- _Data entries_:
□ □ □ □

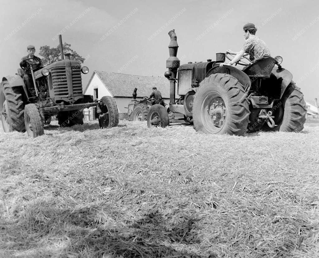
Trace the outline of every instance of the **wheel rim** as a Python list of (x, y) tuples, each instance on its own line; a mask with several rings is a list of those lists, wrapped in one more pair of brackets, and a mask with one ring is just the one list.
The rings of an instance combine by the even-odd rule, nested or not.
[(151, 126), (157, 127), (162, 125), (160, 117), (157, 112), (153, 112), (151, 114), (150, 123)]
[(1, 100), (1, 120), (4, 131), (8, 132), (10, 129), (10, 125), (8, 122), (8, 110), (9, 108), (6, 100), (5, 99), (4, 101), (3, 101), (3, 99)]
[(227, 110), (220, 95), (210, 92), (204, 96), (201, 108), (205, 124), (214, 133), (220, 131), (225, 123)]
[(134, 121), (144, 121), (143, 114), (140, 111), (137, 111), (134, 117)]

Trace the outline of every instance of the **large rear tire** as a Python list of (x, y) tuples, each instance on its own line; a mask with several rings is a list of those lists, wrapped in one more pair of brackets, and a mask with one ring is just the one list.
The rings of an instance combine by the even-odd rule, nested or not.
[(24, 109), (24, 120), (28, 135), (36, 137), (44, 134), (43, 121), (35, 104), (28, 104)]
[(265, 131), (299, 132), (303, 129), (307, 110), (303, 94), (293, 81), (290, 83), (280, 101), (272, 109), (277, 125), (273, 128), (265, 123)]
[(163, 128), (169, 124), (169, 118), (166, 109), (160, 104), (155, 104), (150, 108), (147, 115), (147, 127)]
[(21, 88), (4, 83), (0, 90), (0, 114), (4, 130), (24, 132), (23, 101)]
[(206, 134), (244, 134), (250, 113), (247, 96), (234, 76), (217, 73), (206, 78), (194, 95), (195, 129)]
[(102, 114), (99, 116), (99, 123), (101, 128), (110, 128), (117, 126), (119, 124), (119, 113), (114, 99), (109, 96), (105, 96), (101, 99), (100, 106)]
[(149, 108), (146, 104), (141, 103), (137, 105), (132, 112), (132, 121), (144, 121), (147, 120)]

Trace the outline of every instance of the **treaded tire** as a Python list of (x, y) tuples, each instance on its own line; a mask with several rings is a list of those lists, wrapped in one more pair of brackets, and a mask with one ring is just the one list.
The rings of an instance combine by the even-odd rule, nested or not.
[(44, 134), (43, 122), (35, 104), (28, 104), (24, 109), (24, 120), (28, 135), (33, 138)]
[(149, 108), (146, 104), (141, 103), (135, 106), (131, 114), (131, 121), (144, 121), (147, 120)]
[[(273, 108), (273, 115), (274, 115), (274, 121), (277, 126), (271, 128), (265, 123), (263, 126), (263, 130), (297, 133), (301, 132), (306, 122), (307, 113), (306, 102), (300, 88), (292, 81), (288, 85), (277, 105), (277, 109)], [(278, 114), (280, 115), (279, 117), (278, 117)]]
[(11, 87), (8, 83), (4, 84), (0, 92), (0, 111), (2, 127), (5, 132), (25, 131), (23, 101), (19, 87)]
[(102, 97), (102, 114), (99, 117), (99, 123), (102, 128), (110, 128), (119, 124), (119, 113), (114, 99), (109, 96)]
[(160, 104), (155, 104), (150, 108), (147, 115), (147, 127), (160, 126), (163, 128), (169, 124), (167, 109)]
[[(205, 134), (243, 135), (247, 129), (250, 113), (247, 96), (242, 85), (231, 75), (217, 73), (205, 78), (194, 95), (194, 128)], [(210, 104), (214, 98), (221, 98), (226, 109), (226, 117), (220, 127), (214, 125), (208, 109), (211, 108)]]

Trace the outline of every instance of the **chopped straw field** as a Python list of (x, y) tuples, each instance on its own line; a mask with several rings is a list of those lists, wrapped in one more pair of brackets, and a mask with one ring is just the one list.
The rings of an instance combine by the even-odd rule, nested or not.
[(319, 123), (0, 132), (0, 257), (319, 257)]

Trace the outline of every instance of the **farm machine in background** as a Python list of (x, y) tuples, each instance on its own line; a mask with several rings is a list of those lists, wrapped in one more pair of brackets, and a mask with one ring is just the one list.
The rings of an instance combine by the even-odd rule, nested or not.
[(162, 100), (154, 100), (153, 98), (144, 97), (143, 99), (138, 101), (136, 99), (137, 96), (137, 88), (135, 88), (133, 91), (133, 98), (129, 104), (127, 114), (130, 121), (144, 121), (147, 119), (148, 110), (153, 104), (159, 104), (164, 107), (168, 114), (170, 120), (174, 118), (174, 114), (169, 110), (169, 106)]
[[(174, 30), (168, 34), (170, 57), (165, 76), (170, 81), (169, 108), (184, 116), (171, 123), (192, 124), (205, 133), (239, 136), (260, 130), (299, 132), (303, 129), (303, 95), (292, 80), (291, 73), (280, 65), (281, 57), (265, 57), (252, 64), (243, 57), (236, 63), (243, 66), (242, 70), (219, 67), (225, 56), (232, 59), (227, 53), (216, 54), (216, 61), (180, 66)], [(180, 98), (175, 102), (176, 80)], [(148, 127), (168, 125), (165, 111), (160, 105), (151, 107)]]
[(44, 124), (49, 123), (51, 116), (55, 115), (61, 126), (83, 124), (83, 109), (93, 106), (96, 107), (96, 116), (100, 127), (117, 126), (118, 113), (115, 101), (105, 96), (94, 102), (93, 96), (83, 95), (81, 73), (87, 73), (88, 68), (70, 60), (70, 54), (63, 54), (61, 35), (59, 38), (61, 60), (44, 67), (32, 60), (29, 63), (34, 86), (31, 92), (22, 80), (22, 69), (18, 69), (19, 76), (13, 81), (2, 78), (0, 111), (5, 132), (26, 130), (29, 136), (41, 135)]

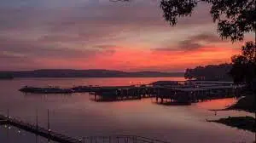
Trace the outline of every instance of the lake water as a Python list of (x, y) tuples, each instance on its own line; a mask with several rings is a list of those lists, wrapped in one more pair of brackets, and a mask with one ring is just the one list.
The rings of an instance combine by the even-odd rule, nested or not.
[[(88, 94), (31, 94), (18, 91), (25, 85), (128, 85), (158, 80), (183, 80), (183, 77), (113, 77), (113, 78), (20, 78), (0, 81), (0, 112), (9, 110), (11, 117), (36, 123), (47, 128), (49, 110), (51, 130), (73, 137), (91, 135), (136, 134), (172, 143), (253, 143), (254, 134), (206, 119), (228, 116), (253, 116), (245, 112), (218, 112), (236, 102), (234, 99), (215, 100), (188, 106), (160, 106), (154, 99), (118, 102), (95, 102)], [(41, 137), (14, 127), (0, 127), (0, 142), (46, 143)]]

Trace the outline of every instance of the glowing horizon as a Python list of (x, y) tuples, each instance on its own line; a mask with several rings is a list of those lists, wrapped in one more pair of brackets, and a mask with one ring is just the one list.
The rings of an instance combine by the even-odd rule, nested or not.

□ □ □ □

- _Requirements_: Copy the records above exactly as they are, leaving out the pictures.

- _Answer for the task_:
Trace the outline of every instance of the **wheel rim** as a Python list of (x, y) tuples, each instance on its own line; a mask with several rings is a list of those lists, wrapped in one more pair of brackets, and a mask with one ring is just the one list.
The rings of an instance combine by the even-odd rule, nested or not.
[(151, 126), (157, 127), (162, 125), (160, 117), (157, 112), (153, 112), (151, 114), (150, 123)]
[(1, 100), (1, 120), (4, 131), (8, 132), (10, 129), (10, 125), (8, 122), (8, 110), (9, 108), (6, 100), (5, 99), (4, 101), (3, 101), (3, 99)]
[(227, 110), (220, 95), (210, 92), (204, 96), (201, 108), (205, 124), (214, 133), (220, 131), (225, 123)]
[(134, 121), (144, 121), (143, 114), (140, 111), (137, 111), (134, 117)]

Trace the outline of every instance of the **large rear tire** as a Python list of (x, y) tuples, each instance on its own line; a mask with several rings is a list of those lists, wrapped in one more pair of brackets, and a mask with one ring is just the one list.
The rings of an instance combine by the even-odd rule, nested or not.
[(24, 109), (24, 120), (28, 135), (36, 137), (44, 134), (43, 121), (35, 104), (28, 104)]
[(265, 131), (299, 132), (303, 129), (307, 110), (303, 94), (293, 81), (290, 83), (280, 101), (272, 109), (277, 125), (273, 128), (265, 123)]
[(163, 128), (169, 124), (169, 118), (166, 109), (160, 104), (155, 104), (150, 108), (147, 115), (147, 127)]
[(21, 88), (4, 83), (0, 90), (0, 114), (4, 130), (24, 132), (23, 101)]
[(206, 134), (244, 134), (250, 113), (247, 96), (234, 76), (217, 73), (206, 78), (194, 95), (195, 129)]
[(102, 114), (99, 116), (99, 123), (101, 128), (110, 128), (117, 126), (119, 124), (119, 113), (114, 99), (109, 96), (105, 96), (101, 99), (100, 106)]
[(149, 108), (146, 104), (141, 103), (137, 105), (132, 112), (132, 121), (144, 121), (147, 120)]

Trace the outline of every instance of the **treaded tire** as a Python list of (x, y) tuples, each instance on its own line; a mask with several rings is a list of those lists, wrapped in one more pair of brackets, and a mask with one ring is just the one list.
The rings of an instance combine by the even-odd rule, nested or not.
[(44, 134), (43, 122), (35, 104), (28, 104), (24, 109), (24, 120), (28, 135), (33, 138)]
[(149, 108), (146, 104), (141, 103), (135, 106), (131, 114), (131, 121), (144, 121), (147, 120)]
[[(273, 108), (273, 115), (274, 115), (274, 121), (277, 126), (271, 128), (265, 123), (263, 126), (263, 130), (297, 133), (301, 132), (306, 122), (307, 113), (306, 102), (300, 88), (292, 81), (288, 85), (277, 105), (277, 109)], [(278, 114), (280, 115), (279, 117), (278, 117)]]
[(11, 87), (8, 83), (4, 84), (0, 92), (0, 111), (2, 127), (5, 132), (25, 131), (23, 101), (19, 87)]
[(102, 97), (102, 114), (99, 117), (99, 123), (102, 128), (110, 128), (119, 124), (119, 113), (114, 99), (109, 96)]
[(160, 104), (155, 104), (150, 108), (147, 115), (147, 127), (160, 126), (163, 128), (169, 124), (167, 109)]
[[(205, 134), (243, 135), (247, 129), (250, 113), (247, 96), (242, 85), (231, 75), (217, 73), (205, 78), (194, 95), (194, 128)], [(210, 104), (214, 98), (221, 98), (226, 109), (226, 117), (220, 127), (214, 125), (208, 109), (211, 108)]]

Trace the outline of every instance of the **chopped straw field** as a Python list of (x, y) tuples, each instance on its own line; a mask with several rings is a list of those lists, wrapped in one more pair of brackets, and a mask with one ring is just the one list.
The rings of an instance combine by the even-odd rule, nested or not.
[(319, 123), (0, 132), (0, 257), (319, 257)]

Trace the outline of every instance of the **farm machine in background** as a Python list of (x, y) tuples, each instance on its own line; a mask with several rings is a list of those lists, wrapped in one more pair of brackets, and a mask with one ring is just the one list.
The rings of an instance combine by the even-odd rule, nested or not.
[(162, 100), (154, 100), (153, 98), (144, 97), (143, 99), (138, 101), (136, 99), (137, 96), (137, 88), (135, 88), (133, 91), (133, 98), (129, 104), (127, 114), (130, 121), (144, 121), (147, 119), (148, 110), (153, 104), (159, 104), (164, 107), (168, 114), (170, 120), (174, 118), (174, 114), (169, 110), (169, 106)]
[[(174, 30), (168, 34), (170, 57), (165, 76), (170, 81), (169, 108), (184, 116), (171, 123), (192, 124), (205, 133), (239, 136), (260, 130), (299, 132), (303, 129), (303, 95), (292, 80), (291, 73), (280, 65), (281, 57), (265, 57), (252, 64), (243, 57), (236, 63), (243, 66), (242, 70), (219, 67), (225, 56), (232, 59), (227, 53), (216, 54), (216, 61), (180, 66)], [(180, 98), (175, 102), (176, 80)], [(148, 127), (168, 125), (165, 111), (160, 105), (151, 107)]]
[(44, 124), (49, 123), (51, 116), (55, 115), (61, 126), (83, 124), (83, 109), (93, 106), (96, 107), (96, 116), (100, 127), (117, 126), (118, 113), (115, 101), (105, 96), (94, 102), (93, 96), (83, 95), (81, 73), (87, 73), (88, 68), (70, 60), (70, 54), (63, 54), (61, 35), (59, 38), (61, 60), (44, 67), (32, 60), (29, 63), (34, 86), (31, 92), (22, 80), (22, 69), (18, 69), (19, 76), (13, 81), (2, 78), (0, 111), (5, 132), (26, 130), (29, 136), (41, 135)]

Trace the outline of every instance of the lake water as a Python list of (x, y) tuples, each instance on its own line; a mask with several rings is a list of those lists, wrapped in one more pair of brackets, and a mask with one ring is just the one list.
The rings of an instance combine by the even-odd rule, nested or not.
[[(88, 94), (31, 94), (18, 91), (25, 85), (128, 85), (158, 80), (183, 80), (183, 77), (113, 77), (113, 78), (20, 78), (0, 81), (0, 112), (9, 110), (11, 117), (36, 123), (47, 128), (49, 110), (51, 130), (73, 137), (91, 135), (136, 134), (172, 143), (253, 143), (254, 134), (206, 119), (228, 116), (253, 116), (245, 112), (218, 112), (236, 102), (234, 99), (215, 100), (188, 106), (160, 106), (154, 99), (118, 102), (95, 102)], [(41, 137), (14, 127), (0, 127), (0, 142), (46, 143)]]

Trace the outline of every instance of the glowing horizon as a Python list of (x, y) tuples, each instance on its own line; a mask with several rings is a list of those lists, wrapped in one more pair of brackets, and a mask with one ring is just the one list.
The rings of an instance combine by the even-odd rule, nested or not.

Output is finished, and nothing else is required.